たんにイケメン、というだけでなく、とても女性受けしそうな顔です。
知的、優し気、ちょっとあまえんぼっぽく、そしてどこか影を帯びたような感じもまたとりこにするのではないでしょうか。
実際、ラファエロはこういう評判です。
「惚(ほ)れやすく、女好きで、すぐに女のご機嫌を取るタイプの男」(伝ヴァザーリ)
ラファエロはある恋人のことが気になって絵に集中できなかったこともありました。
そこで依頼主は気を遣って仕事場にその女性を招き、一緒に住ませて、完成させたということです。
ただ意外にも、ラファエロは生涯独身です(3大画家の共通点です)。
美しき女庭師
ラファエロといえば聖母子シリーズです。
ラファエロはわずか8才で母を亡くしております。
ラファエロの聖母子はいずれも赤ん坊(キリストをモチーフ)と若い女性(聖母マリアをモチーフ)がとても親密です。
それまでの聖母子といえばどうしても宗教的な厳かさが漂っておりましたが、彼の作品にはより純粋で素直な母子の愛情にあふれています。

_設問 A_
ラファエロについての本文では、その顔の印象がいくつか挙げられています。それらをすべて書き出してください。
_設問 B_
ラファエロについての本文をもとに、次の問いに答えてください。
(i) ラファエロが母を亡くしたのは何才のときですか。
(ii) 恋人が気になってラファエロが絵に集中できなかったとき、依頼主はどうしましたか。
(iii) ラファエロは結婚しましたか。
この資料は、本文とは別の出典から取られたものです。

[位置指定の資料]

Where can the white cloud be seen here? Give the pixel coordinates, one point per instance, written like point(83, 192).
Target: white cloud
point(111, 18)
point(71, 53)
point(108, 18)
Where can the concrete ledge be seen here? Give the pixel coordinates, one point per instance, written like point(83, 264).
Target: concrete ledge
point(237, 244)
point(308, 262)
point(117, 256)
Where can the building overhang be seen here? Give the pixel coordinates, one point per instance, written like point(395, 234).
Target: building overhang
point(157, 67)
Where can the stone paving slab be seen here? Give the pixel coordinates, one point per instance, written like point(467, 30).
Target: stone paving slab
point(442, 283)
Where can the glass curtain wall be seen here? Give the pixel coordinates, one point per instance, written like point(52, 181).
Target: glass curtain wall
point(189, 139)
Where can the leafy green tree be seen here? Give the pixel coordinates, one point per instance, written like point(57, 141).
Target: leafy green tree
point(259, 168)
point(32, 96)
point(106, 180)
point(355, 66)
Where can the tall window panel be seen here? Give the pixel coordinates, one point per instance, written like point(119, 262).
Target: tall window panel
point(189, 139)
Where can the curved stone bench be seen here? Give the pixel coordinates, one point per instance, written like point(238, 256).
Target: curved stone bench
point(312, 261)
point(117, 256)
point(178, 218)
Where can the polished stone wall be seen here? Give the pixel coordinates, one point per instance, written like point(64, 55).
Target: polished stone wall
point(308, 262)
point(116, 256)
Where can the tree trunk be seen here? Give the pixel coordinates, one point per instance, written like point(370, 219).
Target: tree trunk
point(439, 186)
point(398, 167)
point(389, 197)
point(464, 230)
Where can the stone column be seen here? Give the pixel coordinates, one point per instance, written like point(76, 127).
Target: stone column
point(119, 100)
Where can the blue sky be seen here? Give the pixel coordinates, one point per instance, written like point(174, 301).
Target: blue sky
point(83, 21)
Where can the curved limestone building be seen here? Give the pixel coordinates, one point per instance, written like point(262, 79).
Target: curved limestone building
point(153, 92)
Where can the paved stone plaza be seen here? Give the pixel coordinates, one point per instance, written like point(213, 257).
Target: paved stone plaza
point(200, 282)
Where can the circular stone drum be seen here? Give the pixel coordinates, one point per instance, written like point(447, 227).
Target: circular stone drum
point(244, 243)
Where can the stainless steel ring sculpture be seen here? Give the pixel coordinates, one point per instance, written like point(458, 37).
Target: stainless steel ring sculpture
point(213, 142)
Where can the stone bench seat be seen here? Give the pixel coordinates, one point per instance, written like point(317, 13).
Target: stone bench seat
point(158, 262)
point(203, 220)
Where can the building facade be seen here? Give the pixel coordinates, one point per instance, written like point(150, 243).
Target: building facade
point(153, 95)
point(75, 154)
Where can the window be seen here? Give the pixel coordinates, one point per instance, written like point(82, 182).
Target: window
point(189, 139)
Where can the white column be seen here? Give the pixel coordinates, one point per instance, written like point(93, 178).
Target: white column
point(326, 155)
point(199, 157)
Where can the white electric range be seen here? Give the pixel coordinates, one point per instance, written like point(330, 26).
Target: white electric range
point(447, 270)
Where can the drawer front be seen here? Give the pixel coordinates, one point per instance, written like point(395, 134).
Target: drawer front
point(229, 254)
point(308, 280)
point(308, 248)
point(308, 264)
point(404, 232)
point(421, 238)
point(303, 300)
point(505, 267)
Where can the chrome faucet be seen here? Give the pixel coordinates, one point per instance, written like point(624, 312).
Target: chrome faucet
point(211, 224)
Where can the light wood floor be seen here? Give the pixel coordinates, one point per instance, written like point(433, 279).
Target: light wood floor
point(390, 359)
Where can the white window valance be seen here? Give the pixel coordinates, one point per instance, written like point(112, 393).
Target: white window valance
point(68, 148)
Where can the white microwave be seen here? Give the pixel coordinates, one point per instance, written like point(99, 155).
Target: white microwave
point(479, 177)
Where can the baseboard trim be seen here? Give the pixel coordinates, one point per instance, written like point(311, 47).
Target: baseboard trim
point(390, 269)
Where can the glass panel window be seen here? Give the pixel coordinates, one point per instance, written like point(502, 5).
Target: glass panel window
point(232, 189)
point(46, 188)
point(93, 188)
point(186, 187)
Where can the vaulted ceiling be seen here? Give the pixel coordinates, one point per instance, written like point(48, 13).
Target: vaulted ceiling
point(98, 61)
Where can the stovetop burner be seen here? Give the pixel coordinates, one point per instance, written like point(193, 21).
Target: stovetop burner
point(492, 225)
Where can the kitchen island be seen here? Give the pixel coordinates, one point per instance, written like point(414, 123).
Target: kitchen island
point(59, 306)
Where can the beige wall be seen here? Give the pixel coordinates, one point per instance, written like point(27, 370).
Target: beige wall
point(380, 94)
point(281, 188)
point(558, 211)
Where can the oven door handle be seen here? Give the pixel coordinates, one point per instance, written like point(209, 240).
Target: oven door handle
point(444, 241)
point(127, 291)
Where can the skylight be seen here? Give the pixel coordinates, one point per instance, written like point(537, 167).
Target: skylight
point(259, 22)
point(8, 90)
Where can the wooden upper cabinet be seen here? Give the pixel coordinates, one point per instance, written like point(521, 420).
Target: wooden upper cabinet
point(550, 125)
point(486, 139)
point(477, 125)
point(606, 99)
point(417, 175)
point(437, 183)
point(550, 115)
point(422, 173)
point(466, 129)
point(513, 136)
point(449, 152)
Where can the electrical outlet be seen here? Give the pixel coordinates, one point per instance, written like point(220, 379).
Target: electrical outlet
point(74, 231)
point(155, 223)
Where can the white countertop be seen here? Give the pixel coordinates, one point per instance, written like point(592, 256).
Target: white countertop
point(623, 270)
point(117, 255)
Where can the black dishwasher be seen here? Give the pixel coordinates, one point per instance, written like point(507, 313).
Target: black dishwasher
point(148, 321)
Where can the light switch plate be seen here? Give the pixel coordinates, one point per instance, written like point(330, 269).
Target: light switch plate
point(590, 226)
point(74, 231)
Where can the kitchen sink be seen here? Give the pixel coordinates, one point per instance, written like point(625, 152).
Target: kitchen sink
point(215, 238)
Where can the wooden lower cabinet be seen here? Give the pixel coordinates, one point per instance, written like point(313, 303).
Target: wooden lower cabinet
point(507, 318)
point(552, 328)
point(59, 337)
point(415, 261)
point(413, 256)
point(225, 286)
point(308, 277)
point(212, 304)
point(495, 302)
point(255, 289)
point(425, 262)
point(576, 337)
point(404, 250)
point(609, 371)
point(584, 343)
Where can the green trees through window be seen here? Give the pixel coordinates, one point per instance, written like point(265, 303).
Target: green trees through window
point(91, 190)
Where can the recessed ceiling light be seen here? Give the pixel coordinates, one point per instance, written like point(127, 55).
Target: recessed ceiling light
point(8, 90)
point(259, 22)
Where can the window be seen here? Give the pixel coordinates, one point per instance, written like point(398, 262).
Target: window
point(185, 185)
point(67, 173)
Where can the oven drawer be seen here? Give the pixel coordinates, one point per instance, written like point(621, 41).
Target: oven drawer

_解答 A_
・知的
・優し気
・ちょっとあまえんぼっぽい
・どこか影を帯びたような感じ

_解答 B_
(i) わずか8才のときです。
(ii) 仕事場にその女性を招いて一緒に住ませ、絵を完成させました。
(iii) 結婚しておらず、生涯独身でした。